● Task goal:
Identify every line in the material below that contains the string "pyramid", and copy each of those lines. Matching is case-sensitive.

[Saved data entries]
+---+

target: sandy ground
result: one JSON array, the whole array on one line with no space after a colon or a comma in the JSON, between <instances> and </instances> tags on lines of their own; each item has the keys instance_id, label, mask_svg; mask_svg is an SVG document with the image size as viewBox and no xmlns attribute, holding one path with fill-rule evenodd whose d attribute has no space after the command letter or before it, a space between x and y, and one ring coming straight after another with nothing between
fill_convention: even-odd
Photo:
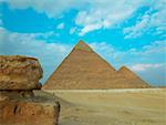
<instances>
[{"instance_id":1,"label":"sandy ground","mask_svg":"<svg viewBox=\"0 0 166 125\"><path fill-rule=\"evenodd\" d=\"M166 125L166 90L49 91L60 125Z\"/></svg>"}]
</instances>

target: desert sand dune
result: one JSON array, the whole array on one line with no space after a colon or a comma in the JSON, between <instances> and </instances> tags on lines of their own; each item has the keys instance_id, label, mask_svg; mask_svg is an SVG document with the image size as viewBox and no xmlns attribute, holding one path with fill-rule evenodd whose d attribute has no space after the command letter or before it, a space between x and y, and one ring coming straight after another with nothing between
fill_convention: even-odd
<instances>
[{"instance_id":1,"label":"desert sand dune","mask_svg":"<svg viewBox=\"0 0 166 125\"><path fill-rule=\"evenodd\" d=\"M63 100L60 125L165 125L166 123L164 88L50 91L50 93ZM64 101L70 105L65 105Z\"/></svg>"}]
</instances>

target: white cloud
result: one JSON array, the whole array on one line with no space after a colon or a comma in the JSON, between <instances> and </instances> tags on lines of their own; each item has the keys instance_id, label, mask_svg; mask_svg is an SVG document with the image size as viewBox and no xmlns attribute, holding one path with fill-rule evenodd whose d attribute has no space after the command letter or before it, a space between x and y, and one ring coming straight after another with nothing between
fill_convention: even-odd
<instances>
[{"instance_id":1,"label":"white cloud","mask_svg":"<svg viewBox=\"0 0 166 125\"><path fill-rule=\"evenodd\" d=\"M0 54L38 58L44 70L43 81L45 81L70 52L71 46L60 42L46 43L44 40L38 40L38 37L39 33L17 33L0 28Z\"/></svg>"},{"instance_id":2,"label":"white cloud","mask_svg":"<svg viewBox=\"0 0 166 125\"><path fill-rule=\"evenodd\" d=\"M50 18L61 17L63 12L76 9L79 13L75 18L75 24L81 28L79 35L92 32L98 29L111 29L123 24L141 7L149 7L145 14L136 21L135 24L123 30L126 39L137 38L146 31L155 28L153 34L166 32L166 2L165 0L1 0L10 4L11 9L33 8L37 12L45 13ZM151 31L148 31L151 32Z\"/></svg>"},{"instance_id":3,"label":"white cloud","mask_svg":"<svg viewBox=\"0 0 166 125\"><path fill-rule=\"evenodd\" d=\"M159 64L135 64L132 65L131 69L133 71L146 71L148 69L158 69L158 67L166 67L166 64L159 63Z\"/></svg>"},{"instance_id":4,"label":"white cloud","mask_svg":"<svg viewBox=\"0 0 166 125\"><path fill-rule=\"evenodd\" d=\"M124 28L123 33L125 34L125 39L141 37L149 28L149 21L151 17L145 14L135 25Z\"/></svg>"},{"instance_id":5,"label":"white cloud","mask_svg":"<svg viewBox=\"0 0 166 125\"><path fill-rule=\"evenodd\" d=\"M73 34L76 31L76 27L70 29L70 34Z\"/></svg>"},{"instance_id":6,"label":"white cloud","mask_svg":"<svg viewBox=\"0 0 166 125\"><path fill-rule=\"evenodd\" d=\"M142 49L122 51L106 42L90 45L116 69L128 66L148 83L166 84L166 41L155 41Z\"/></svg>"},{"instance_id":7,"label":"white cloud","mask_svg":"<svg viewBox=\"0 0 166 125\"><path fill-rule=\"evenodd\" d=\"M94 1L90 9L79 12L75 24L82 27L81 35L102 28L108 29L129 18L141 3L142 0L126 3L124 0Z\"/></svg>"},{"instance_id":8,"label":"white cloud","mask_svg":"<svg viewBox=\"0 0 166 125\"><path fill-rule=\"evenodd\" d=\"M90 45L118 69L121 65L166 62L166 41L154 41L142 49L121 50L106 42L91 42Z\"/></svg>"},{"instance_id":9,"label":"white cloud","mask_svg":"<svg viewBox=\"0 0 166 125\"><path fill-rule=\"evenodd\" d=\"M144 33L159 34L165 37L166 32L166 1L158 0L151 4L151 9L145 12L137 22L128 28L123 29L125 39L137 38ZM155 12L154 12L155 11ZM153 29L153 30L152 30ZM148 32L147 32L148 31Z\"/></svg>"},{"instance_id":10,"label":"white cloud","mask_svg":"<svg viewBox=\"0 0 166 125\"><path fill-rule=\"evenodd\" d=\"M64 23L63 23L63 22L62 22L62 23L60 23L60 24L56 27L56 29L59 29L59 30L64 29Z\"/></svg>"},{"instance_id":11,"label":"white cloud","mask_svg":"<svg viewBox=\"0 0 166 125\"><path fill-rule=\"evenodd\" d=\"M33 8L37 12L45 13L50 18L55 18L72 8L84 6L76 0L1 0L8 2L11 9Z\"/></svg>"}]
</instances>

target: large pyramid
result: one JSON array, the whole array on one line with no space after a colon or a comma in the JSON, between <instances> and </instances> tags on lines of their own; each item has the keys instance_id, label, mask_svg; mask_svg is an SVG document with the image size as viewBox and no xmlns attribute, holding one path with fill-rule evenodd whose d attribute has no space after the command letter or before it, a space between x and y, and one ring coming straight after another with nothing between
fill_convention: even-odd
<instances>
[{"instance_id":1,"label":"large pyramid","mask_svg":"<svg viewBox=\"0 0 166 125\"><path fill-rule=\"evenodd\" d=\"M125 76L123 69L116 71L87 44L80 41L72 52L53 72L43 90L91 90L91 88L134 88L148 86L134 73ZM128 73L128 72L127 72ZM129 73L128 73L129 74ZM132 71L131 71L132 74ZM133 83L138 79L138 82ZM132 80L132 81L131 81ZM138 84L138 85L137 85Z\"/></svg>"}]
</instances>

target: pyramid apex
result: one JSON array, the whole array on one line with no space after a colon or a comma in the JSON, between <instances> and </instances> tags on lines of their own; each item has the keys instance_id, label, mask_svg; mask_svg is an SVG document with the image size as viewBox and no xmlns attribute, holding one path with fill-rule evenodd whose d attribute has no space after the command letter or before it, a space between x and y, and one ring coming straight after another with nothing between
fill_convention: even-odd
<instances>
[{"instance_id":1,"label":"pyramid apex","mask_svg":"<svg viewBox=\"0 0 166 125\"><path fill-rule=\"evenodd\" d=\"M92 52L93 50L82 40L77 42L77 44L74 46L74 50L81 50L86 52Z\"/></svg>"}]
</instances>

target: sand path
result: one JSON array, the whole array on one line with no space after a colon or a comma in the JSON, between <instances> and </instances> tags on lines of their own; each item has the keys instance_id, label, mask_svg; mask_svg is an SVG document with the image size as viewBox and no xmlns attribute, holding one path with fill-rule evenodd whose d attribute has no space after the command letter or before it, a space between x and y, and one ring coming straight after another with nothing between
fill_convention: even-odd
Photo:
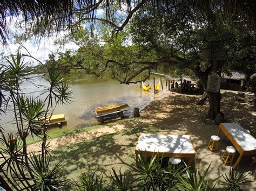
<instances>
[{"instance_id":1,"label":"sand path","mask_svg":"<svg viewBox=\"0 0 256 191\"><path fill-rule=\"evenodd\" d=\"M111 126L105 126L89 131L84 131L72 135L53 138L48 141L49 148L52 151L59 149L64 146L83 142L103 135L115 133L124 129L124 125L122 124L117 124ZM38 143L29 145L27 148L29 151L36 152L41 150L41 147Z\"/></svg>"}]
</instances>

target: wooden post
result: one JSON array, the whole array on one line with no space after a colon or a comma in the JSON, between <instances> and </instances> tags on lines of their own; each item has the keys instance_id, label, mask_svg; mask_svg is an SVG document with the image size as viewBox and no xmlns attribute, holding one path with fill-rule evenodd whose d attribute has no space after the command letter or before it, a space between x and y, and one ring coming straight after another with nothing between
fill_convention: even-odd
<instances>
[{"instance_id":1,"label":"wooden post","mask_svg":"<svg viewBox=\"0 0 256 191\"><path fill-rule=\"evenodd\" d=\"M161 86L162 86L162 90L164 90L164 87L163 86L162 79L160 77L160 81L161 82Z\"/></svg>"}]
</instances>

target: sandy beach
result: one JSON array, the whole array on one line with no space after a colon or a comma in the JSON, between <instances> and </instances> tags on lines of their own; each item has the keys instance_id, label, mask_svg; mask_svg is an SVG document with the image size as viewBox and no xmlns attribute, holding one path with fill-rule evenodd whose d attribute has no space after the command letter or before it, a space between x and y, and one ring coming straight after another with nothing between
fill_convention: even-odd
<instances>
[{"instance_id":1,"label":"sandy beach","mask_svg":"<svg viewBox=\"0 0 256 191\"><path fill-rule=\"evenodd\" d=\"M226 122L240 123L245 129L249 130L254 138L256 137L256 111L254 105L255 97L253 95L247 94L246 103L239 103L236 101L237 92L228 91L223 93L224 100L221 102L221 110L225 114ZM206 123L204 122L204 118L207 114L208 105L206 103L203 106L197 105L196 101L199 97L200 96L198 95L184 95L177 93L171 94L167 93L150 103L145 109L140 112L140 118L124 122L120 121L120 124L118 124L117 121L117 124L114 125L108 125L106 123L105 126L96 130L53 139L51 140L50 144L52 145L51 148L56 151L53 152L53 158L56 161L60 158L63 159L64 161L66 160L68 162L70 162L69 163L70 165L72 165L72 162L74 165L76 165L77 162L80 162L83 164L81 166L84 168L86 168L87 166L85 165L87 165L88 168L92 167L92 168L95 168L93 169L101 170L109 168L111 162L112 165L118 164L120 165L119 166L124 165L124 161L130 161L127 163L131 164L130 160L127 158L132 156L131 151L134 148L138 134L142 131L147 132L147 128L149 129L150 127L154 127L157 129L156 133L190 135L196 151L195 160L200 170L204 171L211 164L207 180L212 180L228 172L230 165L225 166L220 158L226 147L232 145L232 144L222 133L220 136L219 150L211 153L207 148L211 136L217 133L218 126L209 124L211 123L208 123L210 122L208 121L206 122ZM125 133L132 130L134 134ZM118 138L115 139L115 135L118 132L119 134L122 134L119 136L122 136L123 142L118 140ZM111 139L113 140L109 140L113 142L109 144L108 149L110 153L108 154L108 160L105 158L102 160L98 159L95 161L90 161L90 159L96 157L96 154L92 154L92 156L89 156L89 153L85 153L84 152L86 153L88 150L91 150L91 148L83 148L82 147L84 146L83 144L86 144L86 142L90 140L92 142L98 142L106 136L109 136L109 138L111 137ZM127 144L124 144L126 142ZM35 145L29 145L28 147L30 150L37 151L38 149ZM68 147L69 150L75 151L78 155L80 154L83 156L83 154L86 154L87 158L80 162L80 158L78 160L73 160L71 156L66 153L66 151L66 151L66 148ZM104 152L105 153L106 151L102 151L102 148L100 148L99 151L99 148L97 148L97 156L99 156L100 158L103 154L100 152ZM77 149L82 151L76 151ZM82 153L82 151L83 153ZM92 152L91 151L90 152ZM111 154L113 154L113 156ZM234 161L238 157L238 153L237 152ZM243 157L240 162L238 171L245 172L250 180L255 180L256 165L249 165L251 162L251 158L248 156ZM106 163L107 165L106 165ZM83 172L84 168L80 167L79 171ZM65 174L69 175L70 173L66 172ZM71 177L75 178L73 176L75 175L71 175ZM248 183L246 189L255 187L255 182L251 182Z\"/></svg>"}]
</instances>

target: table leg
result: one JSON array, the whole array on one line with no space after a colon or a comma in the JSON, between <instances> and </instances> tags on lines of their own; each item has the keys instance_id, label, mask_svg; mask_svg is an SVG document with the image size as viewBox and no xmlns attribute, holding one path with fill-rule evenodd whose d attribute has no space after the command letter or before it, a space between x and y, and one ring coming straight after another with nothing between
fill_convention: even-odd
<instances>
[{"instance_id":1,"label":"table leg","mask_svg":"<svg viewBox=\"0 0 256 191\"><path fill-rule=\"evenodd\" d=\"M218 133L217 133L217 136L219 137L220 136L220 131L221 130L220 129L220 128L219 127L219 130L218 130Z\"/></svg>"},{"instance_id":2,"label":"table leg","mask_svg":"<svg viewBox=\"0 0 256 191\"><path fill-rule=\"evenodd\" d=\"M193 161L193 159L194 159L194 156L190 158L190 160L187 162L187 166L191 166L192 162Z\"/></svg>"},{"instance_id":3,"label":"table leg","mask_svg":"<svg viewBox=\"0 0 256 191\"><path fill-rule=\"evenodd\" d=\"M241 159L242 158L242 154L240 154L239 155L239 157L238 157L238 159L237 159L237 161L235 162L235 164L234 166L233 166L233 169L235 169L238 166L240 161L241 160Z\"/></svg>"},{"instance_id":4,"label":"table leg","mask_svg":"<svg viewBox=\"0 0 256 191\"><path fill-rule=\"evenodd\" d=\"M139 159L138 154L136 153L136 166L138 166L138 160Z\"/></svg>"}]
</instances>

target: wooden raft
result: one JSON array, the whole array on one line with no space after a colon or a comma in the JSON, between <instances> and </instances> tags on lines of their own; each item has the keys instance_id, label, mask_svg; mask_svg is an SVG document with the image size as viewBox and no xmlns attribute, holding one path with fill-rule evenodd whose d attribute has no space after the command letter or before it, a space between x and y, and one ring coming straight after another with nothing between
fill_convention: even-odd
<instances>
[{"instance_id":1,"label":"wooden raft","mask_svg":"<svg viewBox=\"0 0 256 191\"><path fill-rule=\"evenodd\" d=\"M126 103L113 104L95 108L96 118L99 118L100 122L104 122L104 117L114 115L119 115L121 118L124 118L124 111L129 110L129 105Z\"/></svg>"},{"instance_id":2,"label":"wooden raft","mask_svg":"<svg viewBox=\"0 0 256 191\"><path fill-rule=\"evenodd\" d=\"M237 93L237 101L245 103L245 94L244 92Z\"/></svg>"},{"instance_id":3,"label":"wooden raft","mask_svg":"<svg viewBox=\"0 0 256 191\"><path fill-rule=\"evenodd\" d=\"M52 115L50 118L47 118L46 121L49 125L53 125L58 123L63 123L66 122L65 114L64 114ZM42 121L41 122L43 123L43 121Z\"/></svg>"}]
</instances>

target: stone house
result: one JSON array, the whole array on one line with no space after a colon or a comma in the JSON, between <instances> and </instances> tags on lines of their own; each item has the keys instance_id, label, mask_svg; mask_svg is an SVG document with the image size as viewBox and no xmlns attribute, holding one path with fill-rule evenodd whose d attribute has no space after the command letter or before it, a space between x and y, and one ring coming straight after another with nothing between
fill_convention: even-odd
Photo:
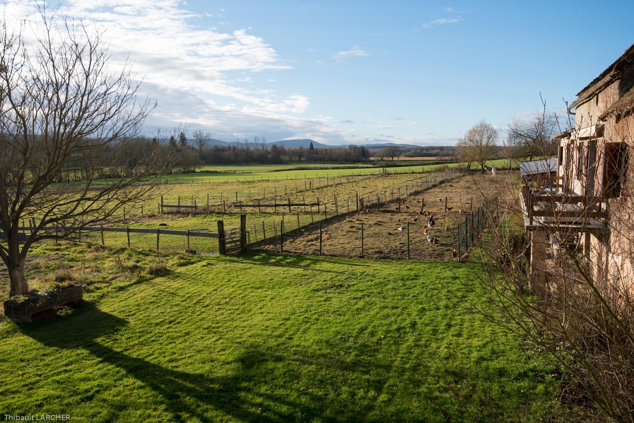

+---+

● Response to the task:
target: large pyramid
[{"instance_id":1,"label":"large pyramid","mask_svg":"<svg viewBox=\"0 0 166 125\"><path fill-rule=\"evenodd\" d=\"M125 76L123 69L116 71L87 44L80 41L72 52L53 72L43 90L91 90L91 88L134 88L148 86L134 73ZM128 73L128 72L127 72ZM129 73L128 73L129 74ZM132 71L131 71L132 74ZM133 83L138 79L138 82ZM132 80L132 81L131 81ZM138 84L138 85L137 85Z\"/></svg>"}]
target: pyramid apex
[{"instance_id":1,"label":"pyramid apex","mask_svg":"<svg viewBox=\"0 0 166 125\"><path fill-rule=\"evenodd\" d=\"M92 52L93 50L82 40L77 42L77 44L74 46L74 50L81 50L86 52Z\"/></svg>"}]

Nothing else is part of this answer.